== EXTRACTED ENTRIES ==

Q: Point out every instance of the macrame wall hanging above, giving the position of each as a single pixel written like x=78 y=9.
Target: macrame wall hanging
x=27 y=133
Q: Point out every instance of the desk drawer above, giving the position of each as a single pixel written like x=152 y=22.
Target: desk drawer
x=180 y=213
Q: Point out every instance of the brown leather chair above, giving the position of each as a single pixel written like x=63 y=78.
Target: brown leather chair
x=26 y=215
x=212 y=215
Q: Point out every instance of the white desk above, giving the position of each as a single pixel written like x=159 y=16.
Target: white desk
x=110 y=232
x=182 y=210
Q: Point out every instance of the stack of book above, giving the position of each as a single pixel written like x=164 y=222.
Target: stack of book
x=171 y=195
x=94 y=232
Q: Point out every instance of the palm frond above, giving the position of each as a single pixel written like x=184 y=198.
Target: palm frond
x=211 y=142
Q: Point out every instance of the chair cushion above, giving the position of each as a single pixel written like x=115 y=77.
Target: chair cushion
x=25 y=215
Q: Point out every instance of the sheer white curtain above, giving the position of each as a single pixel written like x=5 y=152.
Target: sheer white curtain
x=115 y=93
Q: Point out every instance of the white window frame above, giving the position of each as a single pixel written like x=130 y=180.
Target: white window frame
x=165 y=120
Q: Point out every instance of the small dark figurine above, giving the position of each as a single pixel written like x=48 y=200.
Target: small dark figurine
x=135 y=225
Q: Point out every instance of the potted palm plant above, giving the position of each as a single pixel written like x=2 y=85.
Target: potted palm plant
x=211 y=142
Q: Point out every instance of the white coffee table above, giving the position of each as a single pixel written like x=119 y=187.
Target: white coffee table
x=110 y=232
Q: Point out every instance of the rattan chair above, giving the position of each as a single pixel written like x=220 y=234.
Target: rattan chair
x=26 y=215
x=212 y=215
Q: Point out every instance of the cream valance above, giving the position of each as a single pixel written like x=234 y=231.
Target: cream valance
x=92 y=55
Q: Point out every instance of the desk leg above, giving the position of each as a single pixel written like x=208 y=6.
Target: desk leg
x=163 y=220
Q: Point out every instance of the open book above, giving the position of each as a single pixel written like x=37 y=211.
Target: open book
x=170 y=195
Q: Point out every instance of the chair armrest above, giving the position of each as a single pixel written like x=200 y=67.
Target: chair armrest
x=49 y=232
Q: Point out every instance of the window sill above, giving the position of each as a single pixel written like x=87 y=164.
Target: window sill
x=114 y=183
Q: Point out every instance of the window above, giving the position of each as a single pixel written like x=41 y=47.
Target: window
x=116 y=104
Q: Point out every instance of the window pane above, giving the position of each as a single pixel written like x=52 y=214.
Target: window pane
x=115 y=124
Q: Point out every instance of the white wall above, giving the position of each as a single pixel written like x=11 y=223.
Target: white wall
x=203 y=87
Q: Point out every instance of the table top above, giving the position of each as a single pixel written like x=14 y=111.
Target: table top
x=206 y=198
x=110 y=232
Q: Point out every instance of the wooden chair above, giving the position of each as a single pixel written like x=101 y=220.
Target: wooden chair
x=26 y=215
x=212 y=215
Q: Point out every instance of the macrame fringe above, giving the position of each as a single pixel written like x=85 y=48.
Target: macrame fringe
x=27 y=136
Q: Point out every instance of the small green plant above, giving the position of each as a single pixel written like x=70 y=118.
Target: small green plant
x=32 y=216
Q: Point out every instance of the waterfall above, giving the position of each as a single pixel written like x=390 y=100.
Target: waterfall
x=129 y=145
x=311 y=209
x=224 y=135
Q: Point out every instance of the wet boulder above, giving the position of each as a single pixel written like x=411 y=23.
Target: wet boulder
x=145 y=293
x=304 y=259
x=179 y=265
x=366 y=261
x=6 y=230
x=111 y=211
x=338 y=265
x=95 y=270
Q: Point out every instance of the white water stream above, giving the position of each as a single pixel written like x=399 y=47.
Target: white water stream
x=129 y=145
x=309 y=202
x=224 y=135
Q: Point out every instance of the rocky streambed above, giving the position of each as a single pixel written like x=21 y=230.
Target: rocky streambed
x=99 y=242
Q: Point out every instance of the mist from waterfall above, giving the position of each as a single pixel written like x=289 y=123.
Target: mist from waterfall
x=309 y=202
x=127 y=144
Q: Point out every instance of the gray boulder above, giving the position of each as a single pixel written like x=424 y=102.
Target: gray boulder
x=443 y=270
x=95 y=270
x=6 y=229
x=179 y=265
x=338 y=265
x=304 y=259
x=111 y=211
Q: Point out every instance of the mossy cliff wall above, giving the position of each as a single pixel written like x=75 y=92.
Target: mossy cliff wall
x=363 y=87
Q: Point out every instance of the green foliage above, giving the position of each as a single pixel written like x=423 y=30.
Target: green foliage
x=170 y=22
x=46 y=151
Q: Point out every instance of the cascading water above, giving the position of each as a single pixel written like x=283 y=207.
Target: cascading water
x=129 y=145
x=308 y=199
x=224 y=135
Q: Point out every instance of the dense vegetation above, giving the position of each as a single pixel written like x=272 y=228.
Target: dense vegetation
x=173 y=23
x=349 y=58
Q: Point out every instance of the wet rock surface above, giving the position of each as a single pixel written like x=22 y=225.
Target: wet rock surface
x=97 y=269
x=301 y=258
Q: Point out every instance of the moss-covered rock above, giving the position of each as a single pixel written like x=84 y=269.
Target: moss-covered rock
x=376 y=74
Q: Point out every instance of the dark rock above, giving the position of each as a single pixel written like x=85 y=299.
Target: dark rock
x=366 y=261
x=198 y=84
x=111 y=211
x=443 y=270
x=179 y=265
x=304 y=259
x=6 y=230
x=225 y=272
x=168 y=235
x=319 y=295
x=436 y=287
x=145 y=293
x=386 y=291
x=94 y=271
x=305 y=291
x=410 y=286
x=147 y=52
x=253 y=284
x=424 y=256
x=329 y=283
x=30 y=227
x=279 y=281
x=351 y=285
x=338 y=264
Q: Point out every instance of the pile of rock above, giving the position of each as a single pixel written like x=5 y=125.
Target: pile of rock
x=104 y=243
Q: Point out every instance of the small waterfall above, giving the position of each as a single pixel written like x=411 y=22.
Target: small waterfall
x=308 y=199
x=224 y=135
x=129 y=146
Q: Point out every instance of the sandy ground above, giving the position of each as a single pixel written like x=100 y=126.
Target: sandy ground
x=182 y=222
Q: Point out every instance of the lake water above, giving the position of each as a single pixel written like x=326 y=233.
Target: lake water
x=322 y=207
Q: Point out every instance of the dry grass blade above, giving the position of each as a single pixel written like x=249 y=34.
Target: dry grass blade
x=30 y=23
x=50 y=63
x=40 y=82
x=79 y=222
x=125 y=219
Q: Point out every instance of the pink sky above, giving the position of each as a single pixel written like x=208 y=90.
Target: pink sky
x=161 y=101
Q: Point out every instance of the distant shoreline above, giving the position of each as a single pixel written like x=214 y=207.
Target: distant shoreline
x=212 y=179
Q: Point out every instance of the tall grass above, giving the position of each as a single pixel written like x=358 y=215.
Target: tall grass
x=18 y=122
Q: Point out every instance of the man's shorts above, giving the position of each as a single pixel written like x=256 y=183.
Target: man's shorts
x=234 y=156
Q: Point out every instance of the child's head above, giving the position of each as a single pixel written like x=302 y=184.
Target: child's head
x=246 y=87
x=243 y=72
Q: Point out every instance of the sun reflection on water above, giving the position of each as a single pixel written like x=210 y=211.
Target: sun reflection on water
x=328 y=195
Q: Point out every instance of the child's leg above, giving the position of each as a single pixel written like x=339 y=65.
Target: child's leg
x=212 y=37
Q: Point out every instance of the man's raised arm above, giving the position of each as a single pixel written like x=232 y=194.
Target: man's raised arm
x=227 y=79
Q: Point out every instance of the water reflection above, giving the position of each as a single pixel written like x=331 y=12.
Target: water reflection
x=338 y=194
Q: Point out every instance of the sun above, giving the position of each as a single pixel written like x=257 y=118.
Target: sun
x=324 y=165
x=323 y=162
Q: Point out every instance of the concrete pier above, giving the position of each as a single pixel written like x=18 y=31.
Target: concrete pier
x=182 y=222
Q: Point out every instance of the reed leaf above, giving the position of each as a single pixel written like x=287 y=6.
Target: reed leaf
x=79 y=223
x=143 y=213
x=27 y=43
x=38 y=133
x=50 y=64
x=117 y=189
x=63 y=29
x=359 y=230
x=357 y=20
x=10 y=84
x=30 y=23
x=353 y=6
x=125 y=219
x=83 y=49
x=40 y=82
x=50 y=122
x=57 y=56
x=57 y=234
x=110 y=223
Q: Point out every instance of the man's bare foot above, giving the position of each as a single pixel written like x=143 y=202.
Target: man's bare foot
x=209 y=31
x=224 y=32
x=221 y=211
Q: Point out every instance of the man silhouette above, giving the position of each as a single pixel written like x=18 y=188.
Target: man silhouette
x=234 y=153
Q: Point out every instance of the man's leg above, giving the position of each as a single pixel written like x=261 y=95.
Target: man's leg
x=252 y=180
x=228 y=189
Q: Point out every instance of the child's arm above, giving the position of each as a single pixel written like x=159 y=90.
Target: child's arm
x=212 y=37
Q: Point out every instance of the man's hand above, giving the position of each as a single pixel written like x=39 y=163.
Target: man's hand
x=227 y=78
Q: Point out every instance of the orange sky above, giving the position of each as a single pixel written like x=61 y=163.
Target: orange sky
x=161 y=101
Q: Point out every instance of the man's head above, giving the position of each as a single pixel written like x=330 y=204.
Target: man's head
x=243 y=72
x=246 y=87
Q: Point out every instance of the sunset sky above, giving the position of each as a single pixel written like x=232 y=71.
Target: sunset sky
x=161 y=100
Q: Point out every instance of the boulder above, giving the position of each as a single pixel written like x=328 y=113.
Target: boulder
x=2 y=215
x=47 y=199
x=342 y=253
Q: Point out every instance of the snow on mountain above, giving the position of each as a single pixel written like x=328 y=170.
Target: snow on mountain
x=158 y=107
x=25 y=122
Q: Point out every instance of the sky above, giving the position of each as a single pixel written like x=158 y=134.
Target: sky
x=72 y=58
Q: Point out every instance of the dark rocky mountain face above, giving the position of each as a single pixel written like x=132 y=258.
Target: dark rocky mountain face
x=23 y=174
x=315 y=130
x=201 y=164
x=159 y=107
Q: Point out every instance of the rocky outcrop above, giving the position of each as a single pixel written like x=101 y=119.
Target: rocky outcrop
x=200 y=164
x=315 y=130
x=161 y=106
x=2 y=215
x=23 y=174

===

# WHAT YOU HAVE TO DO
Output the lines above between the one holding "Q: Point out every instance of the dense" and the one holding "Q: Point out every instance of the dark rock above, giving", inclusive, with nothing before or after them.

# RESULT OF THE TASK
Q: Point out every instance of the dense vegetation above, giving the position of each as a single pixel written like x=272 y=228.
Target: dense vegetation
x=173 y=23
x=349 y=58
Q: Point out every instance of the wet rock surface above, giving the position of each as a single pixel written like x=22 y=225.
Target: wet rock surface
x=97 y=269
x=301 y=258
Q: Point out every instance of the moss-covered rock above, giving the position of each as a single pixel written like x=84 y=269.
Target: moss-covered rock
x=376 y=74
Q: Point out every instance of the dark rock above, giving the position of each as a single pixel written like x=85 y=299.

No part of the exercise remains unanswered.